* BEGIN Excerpt to read *

'Affirmative Action Not Limited To Reservation Only': Supreme Court In Maratha Quota Case Hearing[Day 6]

Radhika Roy

22 March 2021 2:40 PM GMT

  • Affirmative Action Not Limited To Reservation Only: Supreme Court In Maratha Quota Case Hearing[Day 6]

    On the sixth consecutive day of the hearing in the Maratha quota case, a Constitution Bench of the Supreme Court made observations regarding the need to move beyond reservations for the purposes of affirmative action."Affirmative action is not limited to reservation only", Justice S Ravindra Bhat, part of the 5-member bench, observed while hearing the arguments of Senior Advocate Kapil Sibal,...

    On the sixth consecutive day of the hearing in the Maratha quota case, a Constitution Bench of the Supreme Court made observations regarding the need to move beyond reservations for the purposes of affirmative action.

    "Affirmative action is not limited to reservation only", Justice S Ravindra Bhat, part of the 5-member bench, observed while hearing the arguments of Senior Advocate Kapil Sibal, who is supporting the Maharashtra State Reservation For Socially and Educationally Backward Classes (SEBC) Act which provides for a quota to Marathas in jobs and education.

    "Other things can also be done. Why not promote education and establish more institutes? Somewhere this matrix has to move beyond reservation. Something more must be done", Justice Bhat continued.

    Justice Ashok Bhushan, the presiding judge of the bench, made comments regarding the need to balance the right to equality under Article 14 of the Constitution and reservation.

    On the previous day of hearing, the bench had asked for how many generations would reservations in jobs and education continue. The bench had also sought to know if the removal of 50% limit on reservation will affect the right to equality under Article 14 of the Constitution and would lead to a "resultant inequality".

    "If there is no 50% limit, what is the concept of Article 14 then? What would happen to the resultant inequality and for how many generations will this continue?", the bench had asked Senior Advocate Mukul Rohatgi, who was pleading for a reconsideration of the 50% cap imposed by the Inidra Sawhney judgment.

    The detailed account of the Day 6 of hearing before the the bench comprising Justices Ashok Bhushan, L. Nageswara Rao, S. Abdul Nazeer, Hemant Gupta and S. Ravindra Bhat is given below.

* END Excerpt to read *

Direction 1: In the Maratha quota hearing report, which judge said that affirmative action is not limited to reservation only?

* BEGIN Exercise inputs *

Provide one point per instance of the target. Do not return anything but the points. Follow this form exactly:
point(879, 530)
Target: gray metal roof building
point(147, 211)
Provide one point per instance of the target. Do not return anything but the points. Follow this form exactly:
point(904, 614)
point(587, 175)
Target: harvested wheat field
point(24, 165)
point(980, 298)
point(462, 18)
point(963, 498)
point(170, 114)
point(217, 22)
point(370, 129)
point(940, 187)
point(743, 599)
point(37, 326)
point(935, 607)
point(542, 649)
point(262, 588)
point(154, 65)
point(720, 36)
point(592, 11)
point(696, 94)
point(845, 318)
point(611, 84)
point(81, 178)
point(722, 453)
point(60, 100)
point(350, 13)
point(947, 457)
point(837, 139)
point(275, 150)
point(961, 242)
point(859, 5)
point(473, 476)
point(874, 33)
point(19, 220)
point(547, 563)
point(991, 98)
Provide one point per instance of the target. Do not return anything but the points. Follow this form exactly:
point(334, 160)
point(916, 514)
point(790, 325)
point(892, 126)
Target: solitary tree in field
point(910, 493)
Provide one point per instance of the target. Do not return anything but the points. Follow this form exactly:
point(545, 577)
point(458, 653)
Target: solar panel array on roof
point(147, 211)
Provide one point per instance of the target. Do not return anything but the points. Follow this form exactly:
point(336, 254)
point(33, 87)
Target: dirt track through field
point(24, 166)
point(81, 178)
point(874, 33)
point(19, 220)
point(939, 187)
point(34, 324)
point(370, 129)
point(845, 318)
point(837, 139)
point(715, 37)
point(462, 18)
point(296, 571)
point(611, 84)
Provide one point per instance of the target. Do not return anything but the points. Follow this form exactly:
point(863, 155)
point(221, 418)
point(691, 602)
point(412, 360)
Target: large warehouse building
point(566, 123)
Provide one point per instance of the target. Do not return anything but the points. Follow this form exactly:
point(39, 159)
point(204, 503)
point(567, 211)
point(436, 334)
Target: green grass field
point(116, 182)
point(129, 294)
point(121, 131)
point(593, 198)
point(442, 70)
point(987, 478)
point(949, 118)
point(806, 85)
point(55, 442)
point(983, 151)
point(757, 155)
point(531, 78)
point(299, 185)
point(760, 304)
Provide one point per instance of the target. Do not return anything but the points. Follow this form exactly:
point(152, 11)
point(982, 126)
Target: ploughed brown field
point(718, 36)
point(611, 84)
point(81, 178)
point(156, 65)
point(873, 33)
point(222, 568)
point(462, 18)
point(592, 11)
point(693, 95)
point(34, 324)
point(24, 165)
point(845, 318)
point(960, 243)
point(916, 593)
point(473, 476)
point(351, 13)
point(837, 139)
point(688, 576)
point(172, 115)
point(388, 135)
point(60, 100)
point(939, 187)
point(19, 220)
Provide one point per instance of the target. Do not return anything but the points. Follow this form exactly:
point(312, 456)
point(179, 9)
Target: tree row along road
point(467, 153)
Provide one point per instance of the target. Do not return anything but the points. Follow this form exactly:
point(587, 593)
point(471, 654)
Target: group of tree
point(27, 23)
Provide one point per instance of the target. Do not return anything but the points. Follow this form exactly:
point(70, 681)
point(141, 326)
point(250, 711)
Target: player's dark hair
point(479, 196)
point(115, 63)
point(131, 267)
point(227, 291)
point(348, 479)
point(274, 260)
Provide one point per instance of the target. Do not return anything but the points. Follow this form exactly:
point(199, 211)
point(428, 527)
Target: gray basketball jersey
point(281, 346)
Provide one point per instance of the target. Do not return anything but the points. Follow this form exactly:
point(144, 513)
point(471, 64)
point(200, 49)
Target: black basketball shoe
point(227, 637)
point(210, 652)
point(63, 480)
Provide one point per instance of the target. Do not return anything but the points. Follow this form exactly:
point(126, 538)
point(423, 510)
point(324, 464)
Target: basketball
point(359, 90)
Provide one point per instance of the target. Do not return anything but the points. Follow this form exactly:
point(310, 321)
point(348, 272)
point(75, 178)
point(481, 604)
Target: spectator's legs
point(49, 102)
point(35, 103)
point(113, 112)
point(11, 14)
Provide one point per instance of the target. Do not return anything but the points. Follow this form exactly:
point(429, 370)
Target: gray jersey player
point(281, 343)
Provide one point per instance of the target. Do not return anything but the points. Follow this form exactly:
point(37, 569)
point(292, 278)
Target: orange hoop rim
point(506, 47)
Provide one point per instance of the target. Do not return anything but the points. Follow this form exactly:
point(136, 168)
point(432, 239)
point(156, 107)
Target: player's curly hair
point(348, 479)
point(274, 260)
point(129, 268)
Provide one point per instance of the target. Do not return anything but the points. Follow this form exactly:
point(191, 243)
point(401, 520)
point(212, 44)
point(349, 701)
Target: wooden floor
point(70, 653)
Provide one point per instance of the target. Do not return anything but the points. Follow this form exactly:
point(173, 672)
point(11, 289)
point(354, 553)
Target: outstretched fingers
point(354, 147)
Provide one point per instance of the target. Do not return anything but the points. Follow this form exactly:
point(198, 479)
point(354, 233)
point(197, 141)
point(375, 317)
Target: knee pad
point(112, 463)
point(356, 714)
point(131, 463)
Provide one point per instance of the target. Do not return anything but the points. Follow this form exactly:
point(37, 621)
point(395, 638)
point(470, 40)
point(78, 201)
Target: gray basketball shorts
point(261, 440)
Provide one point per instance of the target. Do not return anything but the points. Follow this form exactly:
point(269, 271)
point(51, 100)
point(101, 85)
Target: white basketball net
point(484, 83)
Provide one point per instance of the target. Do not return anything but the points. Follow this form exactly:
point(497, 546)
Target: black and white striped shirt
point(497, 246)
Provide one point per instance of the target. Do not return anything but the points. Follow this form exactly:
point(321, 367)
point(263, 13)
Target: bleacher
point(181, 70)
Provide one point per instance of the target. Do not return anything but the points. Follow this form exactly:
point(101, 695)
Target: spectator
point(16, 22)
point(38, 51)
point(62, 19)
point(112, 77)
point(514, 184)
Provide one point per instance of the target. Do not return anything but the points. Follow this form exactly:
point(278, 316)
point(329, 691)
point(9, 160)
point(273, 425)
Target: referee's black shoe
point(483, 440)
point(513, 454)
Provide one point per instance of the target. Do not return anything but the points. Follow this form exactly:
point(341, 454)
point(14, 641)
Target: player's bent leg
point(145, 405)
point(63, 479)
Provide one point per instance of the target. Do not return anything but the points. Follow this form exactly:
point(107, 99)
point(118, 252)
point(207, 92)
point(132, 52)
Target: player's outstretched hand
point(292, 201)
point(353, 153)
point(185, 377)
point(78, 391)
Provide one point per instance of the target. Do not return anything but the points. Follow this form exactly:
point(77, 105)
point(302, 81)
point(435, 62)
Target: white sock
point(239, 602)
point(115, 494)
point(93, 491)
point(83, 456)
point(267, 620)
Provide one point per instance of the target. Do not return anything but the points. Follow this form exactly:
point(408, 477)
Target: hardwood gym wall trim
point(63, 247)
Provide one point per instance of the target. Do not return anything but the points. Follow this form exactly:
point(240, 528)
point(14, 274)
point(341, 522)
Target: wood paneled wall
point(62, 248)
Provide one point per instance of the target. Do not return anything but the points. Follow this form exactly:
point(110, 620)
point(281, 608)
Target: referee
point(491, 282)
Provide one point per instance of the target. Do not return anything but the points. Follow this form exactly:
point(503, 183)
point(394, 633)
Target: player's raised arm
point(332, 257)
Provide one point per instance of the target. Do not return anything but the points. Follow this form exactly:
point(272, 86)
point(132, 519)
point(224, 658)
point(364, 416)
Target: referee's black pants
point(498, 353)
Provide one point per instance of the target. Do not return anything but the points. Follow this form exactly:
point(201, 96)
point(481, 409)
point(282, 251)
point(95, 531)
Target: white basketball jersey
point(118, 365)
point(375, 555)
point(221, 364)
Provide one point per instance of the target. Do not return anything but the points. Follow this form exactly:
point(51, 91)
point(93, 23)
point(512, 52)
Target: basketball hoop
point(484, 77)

* END Exercise inputs *

Direction 2: Pull out every line of the listing that contains the word "roof".

Exercise solution 1: Justice S Ravindra Bhat

Exercise solution 2:
Target: gray metal roof building
Target: solar panel array on roof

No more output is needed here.